__TEXTE FOURNI__:
((
Depuis quelques semaines déjà, l'affaire du Sheratongate est de nouveau sur la sellette. Rafik Ben Abdessalem Bouchleka, l'ancien ministre des Affaires étrangères sous le gouvernement Troïka 1 de Hamadi Jébali, devra aujourd'hui répondre aux questions du juge d'instruction. Ennahdha prend les choses au sérieux et déploie les efforts qu'il faut pour sauver le gendre de Rached Ghannouchi, notamment une armada d'avocats (200 robes noires, nous dit-on) et un dossier de défense bien fourni.

Mourou le maestro de la plaidoirie

Abdelfettah Mourou, hier en prime time sur Nessma TV, est venu révéler l'argument de choc des défenseurs de l'ancien ministre des AE: la caisse noire qui, selon une des règles du système, permet au locataire de ce ministère d'Etat de disposer de sommes colossales et de n'avoir aucun compte à rendre à personne...

L'affaire du Sheratongate serait donc sur le point de faire pschitt. Hier soir, en première partie de ''Ness Nessma'' de l'animatrice Meriem Belkadhi, le cheikh Mourou, vice-président d'Ennahdha et membre de l'escadron d'avocats qui défendent Rafik Abdessalem Bouchlaka, est venu plaider l'innocence de son client, voire son inégalable honnêteté.
))
__CONTENU DES DONNÉES__:
((
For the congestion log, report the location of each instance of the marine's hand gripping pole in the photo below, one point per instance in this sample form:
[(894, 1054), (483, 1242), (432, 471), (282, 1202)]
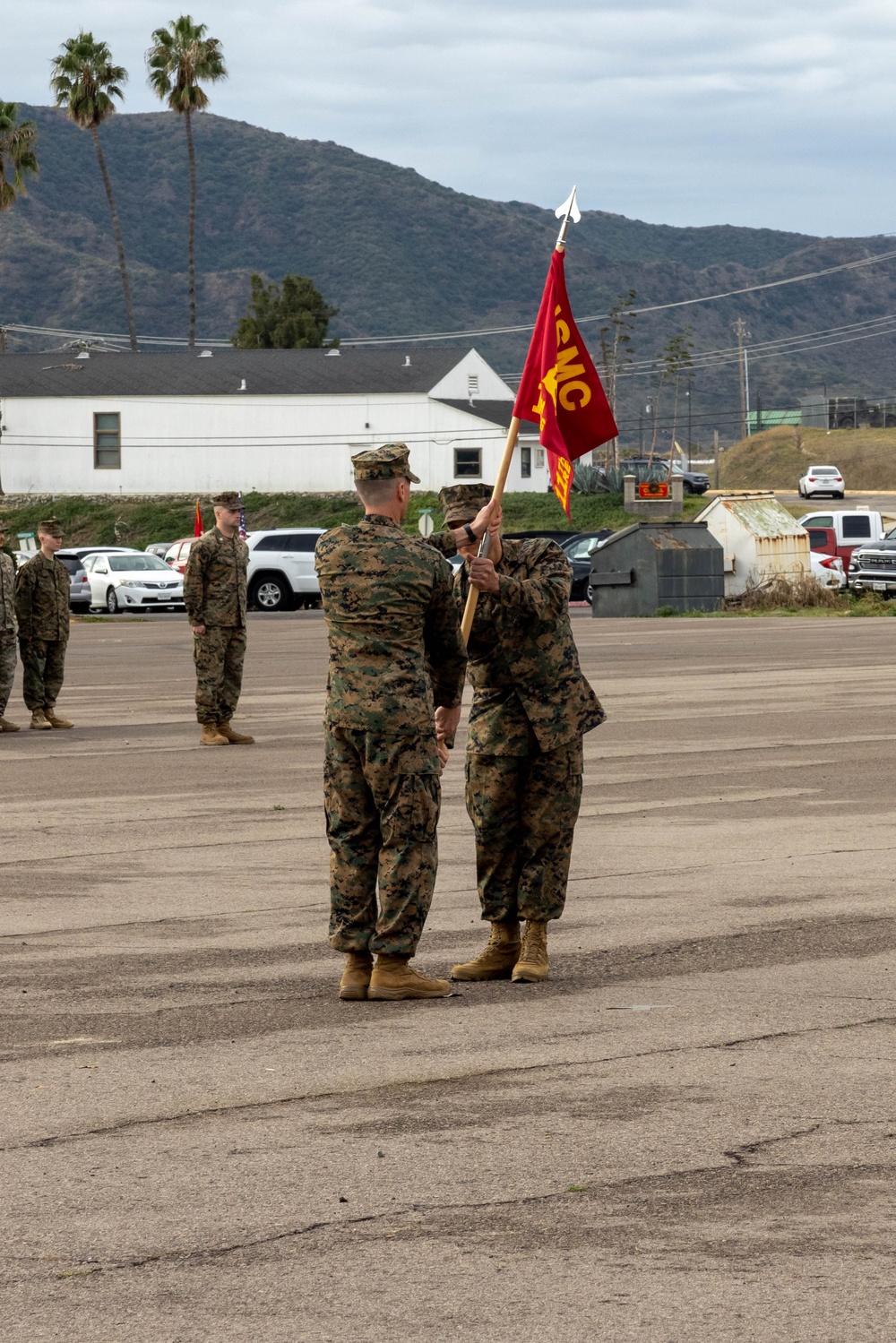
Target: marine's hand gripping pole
[(564, 212), (471, 597)]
))
__ACTIONS DEMANDÉES__:
- a) Condensez en trois phrases au plus le paragraphe du texte sur le Sheratongate qui commence par « Depuis quelques semaines déjà ». Gardez-en les faits essentiels.
- b) Reproduisez à l'identique tout ce qui va de « Abdelfettah Mourou, hier » jusqu'à « rendre à personne... » dans le texte sur le Sheratongate.
- c) Reprenez le texte sur le Sheratongate là où il s'arrête et poursuivez-le.
Les lignes n'ont aucun lien avec le texte sur le Sheratongate.

__LES RÉPONSES__:
- a) Depuis quelques semaines, l'affaire du Sheratongate refait surface. Rafik Ben Abdessalem Bouchleka, ancien ministre des Affaires étrangères du gouvernement Troïka 1 de Hamadi Jébali, doit être entendu aujourd'hui par le juge d'instruction. Pour sauver le gendre de Rached Ghannouchi, Ennahdha mobilise une armada d'avocats, 200 selon ce qui est rapporté, ainsi qu'un dossier de défense bien fourni.

- b)
Abdelfettah Mourou, hier en prime time sur Nessma TV, est venu révéler l'argument de choc des défenseurs de l'ancien ministre des AE: la caisse noire qui, selon une des règles du système, permet au locataire de ce ministère d'Etat de disposer de sommes colossales et de n'avoir aucun compte à rendre à personne...

- c)
Avec l'aisance de parole indéniable qui est la sienne et le préjugé favorable dont il jouit auprès d'une bonne partie de l'opinion publique tunisienne, nous pouvons parier que M. Mourou a su convaincre, hier, de nombreux téléspectateurs de l'émission ''Ness Nessma''. Avec sa verve, sa loquacité, sa jebba vert-pistache et ses effets de manche inimitables, Me Mourou a occupé le plateau et attiré l'attention de bout en bout. Les autres invités n'y trouvaient rien à dire. Peut-être se seraient-ils demandés ce qu'ils pouvaient faire face à ce maestro de la plaidoirie.

Notre consoeur Meriem Belkadhi aurait-elle préparé son dossier insuffisamment pour faire face au sympathique cheikh? Elle a donné plutôt l'impression de servir la soupe à son invité. En tout cas, Me Mourou pouvait dérouler comme il voulait son jeu de prestidigitateur. Le vice-président d'Ennahdha a tout d'abord déploré le caractère «anormal» de la situation, à savoir que l'affaire du Sheratongate soit ainsi étalée sur la place publique, alors qu'elle n'est qu'au stade de l'instruction.

L'on est, donc, en droit de s'interroger sur la raison qui a pu pousser Me Mourou à jouer ce jeu médiatique «malsain». Pire encore, comment peut-on expliquer que Me Mourou ait pu révéler au grand public cette arme secrète de la mystérieuse caisse noire.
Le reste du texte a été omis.